Exercise prompt ▸ Copy the stretch of the chili con carne text from "But, as the" through "reason, of course)", word for word.

Tuesday, January 14, 2014

Mary's Game Day Chili Con Carne

No matter how high the temperatures (or the humidity) climbed, or whether or not we had air conditioning where we were living at the time, I cooked up a huge pot of this chili in the middle of July for at least a decade. Now, why would I do that, you might ask? Well.... I "developed" my recipe back when we were young marrieds and it gave me a perfect and inexpensive way to feed a crowd when we entertained, which we did quite a lot back then.

But, as the years rolled on, I continued to make it for one of the best darned reasons that I can think of... it has been the daughter child's birthday dinner demand request, from the time she was about 13, right up until she went out on her own at the ripe old age of 23. And if she happens to be coming home even now, no matter what season it is, I still make it for her. All she has to do is ask. (and half the time, I've already whipped up a batch before she does) You see... what baby girl wants, baby girl gets! LOL (within reason, of course)

Material supplied ▸
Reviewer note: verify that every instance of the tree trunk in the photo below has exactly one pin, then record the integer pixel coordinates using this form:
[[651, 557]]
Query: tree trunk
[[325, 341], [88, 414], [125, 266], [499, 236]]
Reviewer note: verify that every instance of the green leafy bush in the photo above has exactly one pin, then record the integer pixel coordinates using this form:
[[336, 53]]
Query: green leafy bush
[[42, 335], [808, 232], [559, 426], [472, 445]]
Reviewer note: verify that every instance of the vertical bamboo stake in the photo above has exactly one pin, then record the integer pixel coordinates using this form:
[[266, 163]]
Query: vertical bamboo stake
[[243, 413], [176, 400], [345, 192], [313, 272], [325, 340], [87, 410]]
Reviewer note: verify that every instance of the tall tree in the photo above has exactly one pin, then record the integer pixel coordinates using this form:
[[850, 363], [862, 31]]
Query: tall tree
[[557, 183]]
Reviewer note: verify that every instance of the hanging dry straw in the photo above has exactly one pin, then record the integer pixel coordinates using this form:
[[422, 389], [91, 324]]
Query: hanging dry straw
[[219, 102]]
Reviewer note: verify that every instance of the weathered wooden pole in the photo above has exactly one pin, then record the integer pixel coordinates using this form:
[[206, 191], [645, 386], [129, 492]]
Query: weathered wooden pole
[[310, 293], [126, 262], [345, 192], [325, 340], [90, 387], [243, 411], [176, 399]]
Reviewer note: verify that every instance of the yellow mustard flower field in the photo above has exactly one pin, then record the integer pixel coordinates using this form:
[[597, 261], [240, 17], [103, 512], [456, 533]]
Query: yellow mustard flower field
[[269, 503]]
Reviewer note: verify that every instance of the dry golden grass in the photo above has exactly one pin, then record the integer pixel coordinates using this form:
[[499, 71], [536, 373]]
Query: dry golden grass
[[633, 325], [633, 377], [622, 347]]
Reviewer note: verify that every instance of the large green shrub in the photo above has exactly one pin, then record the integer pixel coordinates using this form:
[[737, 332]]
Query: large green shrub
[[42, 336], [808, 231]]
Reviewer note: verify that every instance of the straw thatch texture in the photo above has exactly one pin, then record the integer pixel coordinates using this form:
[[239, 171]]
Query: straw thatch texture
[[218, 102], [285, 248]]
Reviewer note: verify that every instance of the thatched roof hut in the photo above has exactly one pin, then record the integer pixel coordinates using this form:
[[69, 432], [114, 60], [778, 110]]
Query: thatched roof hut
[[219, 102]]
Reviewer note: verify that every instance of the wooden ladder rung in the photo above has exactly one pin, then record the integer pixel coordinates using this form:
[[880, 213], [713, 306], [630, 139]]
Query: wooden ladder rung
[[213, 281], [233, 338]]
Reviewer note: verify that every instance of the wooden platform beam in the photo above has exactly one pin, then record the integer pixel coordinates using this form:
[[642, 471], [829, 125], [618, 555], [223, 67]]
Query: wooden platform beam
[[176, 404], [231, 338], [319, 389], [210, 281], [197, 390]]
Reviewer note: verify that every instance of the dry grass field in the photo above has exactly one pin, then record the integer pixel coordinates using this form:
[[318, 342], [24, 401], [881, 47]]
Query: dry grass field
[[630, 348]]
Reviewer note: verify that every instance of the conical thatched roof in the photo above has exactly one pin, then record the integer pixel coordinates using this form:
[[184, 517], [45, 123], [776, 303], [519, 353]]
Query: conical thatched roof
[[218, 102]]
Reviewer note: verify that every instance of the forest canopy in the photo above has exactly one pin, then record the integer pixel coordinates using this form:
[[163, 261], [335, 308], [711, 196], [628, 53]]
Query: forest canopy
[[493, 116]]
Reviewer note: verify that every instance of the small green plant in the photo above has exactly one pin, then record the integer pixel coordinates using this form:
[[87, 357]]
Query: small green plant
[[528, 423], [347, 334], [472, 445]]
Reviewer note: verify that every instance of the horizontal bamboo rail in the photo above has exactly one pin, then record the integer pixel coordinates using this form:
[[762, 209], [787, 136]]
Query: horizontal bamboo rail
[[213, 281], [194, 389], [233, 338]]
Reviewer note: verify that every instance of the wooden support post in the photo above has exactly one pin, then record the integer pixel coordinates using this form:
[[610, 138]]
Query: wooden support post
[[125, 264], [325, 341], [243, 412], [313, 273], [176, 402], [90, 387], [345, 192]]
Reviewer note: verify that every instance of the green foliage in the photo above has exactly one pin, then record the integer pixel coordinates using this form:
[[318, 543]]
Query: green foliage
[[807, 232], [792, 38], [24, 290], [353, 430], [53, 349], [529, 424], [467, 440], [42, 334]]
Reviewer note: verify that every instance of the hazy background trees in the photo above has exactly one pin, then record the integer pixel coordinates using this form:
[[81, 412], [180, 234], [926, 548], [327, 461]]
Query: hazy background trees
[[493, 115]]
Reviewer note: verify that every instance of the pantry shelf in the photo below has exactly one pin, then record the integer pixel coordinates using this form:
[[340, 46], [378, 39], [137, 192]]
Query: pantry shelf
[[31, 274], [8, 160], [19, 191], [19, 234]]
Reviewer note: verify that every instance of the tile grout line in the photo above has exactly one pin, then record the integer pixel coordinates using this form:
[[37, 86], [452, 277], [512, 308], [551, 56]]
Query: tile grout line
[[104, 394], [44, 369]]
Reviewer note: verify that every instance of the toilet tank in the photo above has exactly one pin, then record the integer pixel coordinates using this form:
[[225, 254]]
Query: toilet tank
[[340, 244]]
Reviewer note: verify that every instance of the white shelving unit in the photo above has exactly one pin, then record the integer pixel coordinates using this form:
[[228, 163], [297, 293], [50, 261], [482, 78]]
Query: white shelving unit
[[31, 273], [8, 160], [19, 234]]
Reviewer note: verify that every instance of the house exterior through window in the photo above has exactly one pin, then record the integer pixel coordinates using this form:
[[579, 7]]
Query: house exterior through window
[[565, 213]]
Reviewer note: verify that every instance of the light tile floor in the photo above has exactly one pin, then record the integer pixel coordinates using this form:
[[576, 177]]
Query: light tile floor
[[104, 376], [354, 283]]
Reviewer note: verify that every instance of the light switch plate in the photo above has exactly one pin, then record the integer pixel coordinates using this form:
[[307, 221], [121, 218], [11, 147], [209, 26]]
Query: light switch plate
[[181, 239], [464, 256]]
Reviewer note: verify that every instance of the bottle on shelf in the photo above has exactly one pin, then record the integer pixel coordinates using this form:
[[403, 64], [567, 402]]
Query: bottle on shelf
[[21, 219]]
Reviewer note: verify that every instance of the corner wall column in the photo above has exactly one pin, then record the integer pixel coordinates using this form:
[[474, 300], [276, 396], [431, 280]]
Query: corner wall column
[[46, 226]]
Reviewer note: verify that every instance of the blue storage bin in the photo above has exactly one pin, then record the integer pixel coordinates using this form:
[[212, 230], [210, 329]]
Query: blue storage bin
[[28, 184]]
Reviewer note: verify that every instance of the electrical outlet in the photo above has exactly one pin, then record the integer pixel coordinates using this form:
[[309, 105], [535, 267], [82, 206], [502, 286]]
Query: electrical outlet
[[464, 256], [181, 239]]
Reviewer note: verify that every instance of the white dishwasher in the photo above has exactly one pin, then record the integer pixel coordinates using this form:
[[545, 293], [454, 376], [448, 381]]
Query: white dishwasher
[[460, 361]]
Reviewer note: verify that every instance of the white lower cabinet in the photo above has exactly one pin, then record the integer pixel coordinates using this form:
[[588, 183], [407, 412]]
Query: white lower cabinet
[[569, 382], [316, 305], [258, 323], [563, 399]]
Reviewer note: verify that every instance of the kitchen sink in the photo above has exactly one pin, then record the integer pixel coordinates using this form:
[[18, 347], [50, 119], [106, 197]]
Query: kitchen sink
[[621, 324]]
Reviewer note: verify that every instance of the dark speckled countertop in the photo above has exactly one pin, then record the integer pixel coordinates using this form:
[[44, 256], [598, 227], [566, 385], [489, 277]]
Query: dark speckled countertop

Solution to the problem ▸
But, as the years rolled on, I continued to make it for one of the best darned reasons that I can think of... it has been the daughter child's birthday dinner demand request, from the time she was about 13, right up until she went out on her own at the ripe old age of 23. And if she happens to be coming home even now, no matter what season it is, I still make it for her. All she has to do is ask. (and half the time, I've already whipped up a batch before she does) You see... what baby girl wants, baby girl gets! LOL (within reason, of course)